::: Source data
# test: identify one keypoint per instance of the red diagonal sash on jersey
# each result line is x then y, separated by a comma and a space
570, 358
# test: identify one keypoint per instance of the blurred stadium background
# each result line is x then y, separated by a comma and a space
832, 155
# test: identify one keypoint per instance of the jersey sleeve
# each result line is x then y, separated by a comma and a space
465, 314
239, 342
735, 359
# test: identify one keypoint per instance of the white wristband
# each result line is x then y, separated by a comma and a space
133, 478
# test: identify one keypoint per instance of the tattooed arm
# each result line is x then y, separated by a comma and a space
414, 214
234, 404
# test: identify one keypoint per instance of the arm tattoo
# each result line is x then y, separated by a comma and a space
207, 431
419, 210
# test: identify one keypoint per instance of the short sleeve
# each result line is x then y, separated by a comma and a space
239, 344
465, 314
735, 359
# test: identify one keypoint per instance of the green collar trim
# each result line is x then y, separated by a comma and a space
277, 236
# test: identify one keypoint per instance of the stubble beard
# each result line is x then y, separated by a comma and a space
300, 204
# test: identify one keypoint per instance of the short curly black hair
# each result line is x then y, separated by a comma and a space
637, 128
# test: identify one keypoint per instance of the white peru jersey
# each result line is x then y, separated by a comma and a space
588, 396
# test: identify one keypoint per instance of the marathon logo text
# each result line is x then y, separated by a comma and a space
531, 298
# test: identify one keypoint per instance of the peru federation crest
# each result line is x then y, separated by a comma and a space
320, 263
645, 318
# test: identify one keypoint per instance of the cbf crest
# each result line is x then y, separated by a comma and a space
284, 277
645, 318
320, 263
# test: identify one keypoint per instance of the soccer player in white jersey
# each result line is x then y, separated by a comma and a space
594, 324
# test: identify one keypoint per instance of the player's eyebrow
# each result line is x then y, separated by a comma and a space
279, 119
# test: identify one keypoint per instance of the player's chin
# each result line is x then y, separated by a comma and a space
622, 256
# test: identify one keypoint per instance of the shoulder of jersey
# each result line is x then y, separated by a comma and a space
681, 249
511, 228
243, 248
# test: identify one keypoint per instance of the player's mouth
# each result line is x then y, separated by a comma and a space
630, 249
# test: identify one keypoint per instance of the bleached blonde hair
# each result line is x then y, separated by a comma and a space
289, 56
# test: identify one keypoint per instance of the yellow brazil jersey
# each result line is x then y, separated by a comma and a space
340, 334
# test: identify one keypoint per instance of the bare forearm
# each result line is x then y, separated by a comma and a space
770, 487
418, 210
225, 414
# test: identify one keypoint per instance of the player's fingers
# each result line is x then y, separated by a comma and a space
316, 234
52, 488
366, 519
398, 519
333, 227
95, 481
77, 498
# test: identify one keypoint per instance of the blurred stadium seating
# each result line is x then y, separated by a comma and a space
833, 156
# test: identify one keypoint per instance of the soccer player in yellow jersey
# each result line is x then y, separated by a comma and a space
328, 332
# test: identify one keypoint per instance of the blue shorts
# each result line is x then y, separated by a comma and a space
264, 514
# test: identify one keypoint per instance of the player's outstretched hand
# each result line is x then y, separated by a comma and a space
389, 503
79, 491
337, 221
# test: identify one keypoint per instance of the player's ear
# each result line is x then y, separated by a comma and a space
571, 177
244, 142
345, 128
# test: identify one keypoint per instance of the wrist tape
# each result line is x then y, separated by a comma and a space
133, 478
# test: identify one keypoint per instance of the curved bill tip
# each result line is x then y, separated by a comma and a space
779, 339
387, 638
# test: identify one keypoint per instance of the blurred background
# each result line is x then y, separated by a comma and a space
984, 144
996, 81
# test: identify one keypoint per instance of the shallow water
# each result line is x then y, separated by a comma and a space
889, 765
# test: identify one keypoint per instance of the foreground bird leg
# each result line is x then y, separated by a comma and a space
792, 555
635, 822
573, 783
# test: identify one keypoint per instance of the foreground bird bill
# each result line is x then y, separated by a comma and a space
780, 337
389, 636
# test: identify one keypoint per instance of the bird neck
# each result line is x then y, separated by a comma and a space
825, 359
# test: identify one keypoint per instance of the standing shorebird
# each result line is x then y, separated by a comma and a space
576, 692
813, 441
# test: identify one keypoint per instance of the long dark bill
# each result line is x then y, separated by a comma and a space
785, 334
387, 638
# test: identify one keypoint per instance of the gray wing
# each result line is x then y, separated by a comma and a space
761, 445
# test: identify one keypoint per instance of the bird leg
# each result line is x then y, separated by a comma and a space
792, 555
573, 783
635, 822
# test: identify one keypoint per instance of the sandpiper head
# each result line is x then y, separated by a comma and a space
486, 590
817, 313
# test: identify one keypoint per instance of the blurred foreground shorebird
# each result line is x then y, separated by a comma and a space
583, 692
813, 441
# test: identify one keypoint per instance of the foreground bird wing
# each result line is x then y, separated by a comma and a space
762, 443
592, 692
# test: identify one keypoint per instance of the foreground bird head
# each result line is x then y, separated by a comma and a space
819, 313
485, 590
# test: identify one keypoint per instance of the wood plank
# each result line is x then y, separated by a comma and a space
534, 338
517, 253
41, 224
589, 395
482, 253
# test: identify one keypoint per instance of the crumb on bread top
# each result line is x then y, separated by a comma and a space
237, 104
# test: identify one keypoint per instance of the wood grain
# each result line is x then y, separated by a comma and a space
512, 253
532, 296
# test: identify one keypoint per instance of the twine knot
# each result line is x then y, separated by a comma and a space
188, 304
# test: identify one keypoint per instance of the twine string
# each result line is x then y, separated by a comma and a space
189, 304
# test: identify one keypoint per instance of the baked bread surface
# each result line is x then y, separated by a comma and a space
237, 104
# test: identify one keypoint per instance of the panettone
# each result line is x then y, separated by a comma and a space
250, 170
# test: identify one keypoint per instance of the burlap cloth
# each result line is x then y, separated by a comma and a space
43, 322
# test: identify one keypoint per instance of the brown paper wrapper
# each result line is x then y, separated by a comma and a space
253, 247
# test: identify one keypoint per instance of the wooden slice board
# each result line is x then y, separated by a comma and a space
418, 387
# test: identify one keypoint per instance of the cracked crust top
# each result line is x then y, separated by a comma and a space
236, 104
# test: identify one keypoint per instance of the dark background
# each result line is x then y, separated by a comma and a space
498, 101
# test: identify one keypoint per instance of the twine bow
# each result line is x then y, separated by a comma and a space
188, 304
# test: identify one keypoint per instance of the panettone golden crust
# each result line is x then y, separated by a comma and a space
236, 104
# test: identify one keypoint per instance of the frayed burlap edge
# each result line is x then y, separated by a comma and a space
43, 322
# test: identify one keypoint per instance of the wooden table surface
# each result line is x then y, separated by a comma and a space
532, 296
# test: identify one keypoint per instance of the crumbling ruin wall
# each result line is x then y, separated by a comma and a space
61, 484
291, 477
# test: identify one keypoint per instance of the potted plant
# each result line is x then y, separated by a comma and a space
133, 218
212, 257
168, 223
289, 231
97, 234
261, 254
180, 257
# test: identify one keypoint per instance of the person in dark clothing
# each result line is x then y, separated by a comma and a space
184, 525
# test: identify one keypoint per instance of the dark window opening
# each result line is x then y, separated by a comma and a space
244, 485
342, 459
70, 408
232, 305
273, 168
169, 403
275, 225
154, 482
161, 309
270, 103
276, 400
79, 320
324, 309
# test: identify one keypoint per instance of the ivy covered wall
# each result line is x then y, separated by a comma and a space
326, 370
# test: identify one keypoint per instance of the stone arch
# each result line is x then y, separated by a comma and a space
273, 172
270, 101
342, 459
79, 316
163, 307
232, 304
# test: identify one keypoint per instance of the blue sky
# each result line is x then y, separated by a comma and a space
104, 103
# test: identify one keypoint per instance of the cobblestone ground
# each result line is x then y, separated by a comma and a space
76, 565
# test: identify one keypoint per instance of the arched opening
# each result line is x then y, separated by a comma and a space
::::::
◆ Exercise directions
The answer should hold only the lines from the start of the records above through the line containing "# test: identify one keypoint per instance of the stubble", each set down exactly.

◆ Task output
# test: identify one keypoint per instance of the red diagonal sash on jersey
# each result line is x then y, separated by a comma and a space
570, 358
# test: identify one keypoint per instance of the blurred stadium background
# each result line is x then y, separated by a comma and a space
832, 155
# test: identify one keypoint per instance of the jersey sleeve
# each result line is x then y, separated by a comma and a space
465, 314
239, 342
735, 359
# test: identify one keypoint per instance of the white wristband
# each result line is x then y, separated by a comma and a space
133, 478
# test: identify one keypoint per instance of the tattooed arm
# each result line is x then y, separated by a comma and a space
414, 214
234, 404
# test: identify one keypoint per instance of the arm tattoo
# each result line is x then y, separated by a comma and a space
207, 431
419, 210
# test: identify one keypoint per instance of the short sleeve
# each result line is x then y, separated by a comma and a space
239, 344
465, 314
735, 359
# test: identify one keypoint per instance of the green collar trim
# each result line is x then y, separated by a comma and a space
277, 236
# test: identify one keypoint per instance of the stubble beard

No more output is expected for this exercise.